## Directive
Reproduce all the entries precisely.

## Input data
────────
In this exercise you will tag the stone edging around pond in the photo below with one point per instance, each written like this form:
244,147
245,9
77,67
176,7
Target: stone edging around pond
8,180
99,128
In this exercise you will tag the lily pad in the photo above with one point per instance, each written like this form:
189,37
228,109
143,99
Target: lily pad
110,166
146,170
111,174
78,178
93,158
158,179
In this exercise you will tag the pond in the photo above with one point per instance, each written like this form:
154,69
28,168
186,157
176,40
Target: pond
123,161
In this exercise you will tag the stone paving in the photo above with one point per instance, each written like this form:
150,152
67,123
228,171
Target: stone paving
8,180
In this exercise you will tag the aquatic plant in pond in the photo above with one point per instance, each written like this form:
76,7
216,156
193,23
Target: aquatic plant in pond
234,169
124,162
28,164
────────
## Result of the exercise
In this exercise you will tag the stone edging around pond in the photo below with one point per instance, each written like this form:
244,147
245,9
77,67
176,7
Target: stone edging around pond
8,180
99,128
In this exercise you will tag the lily pad in the photo above with one point per instance, each written like this form:
189,37
228,109
143,99
Target: lily pad
110,166
146,170
111,174
78,178
93,158
158,179
In this exercise you will tag the pond in the photo above with one point per instance, each written like this form:
154,69
28,168
186,157
176,40
Target: pond
123,161
In this exercise you will tag the stone paving in the photo above with one point per instance, each written like this form:
150,152
67,123
228,171
Target: stone paving
8,180
In this exercise you will tag the aquatic plant in pond in the photo above with one point per instance, each written like this form:
76,7
216,156
193,23
Target: aquatic plant in pond
234,169
124,162
28,164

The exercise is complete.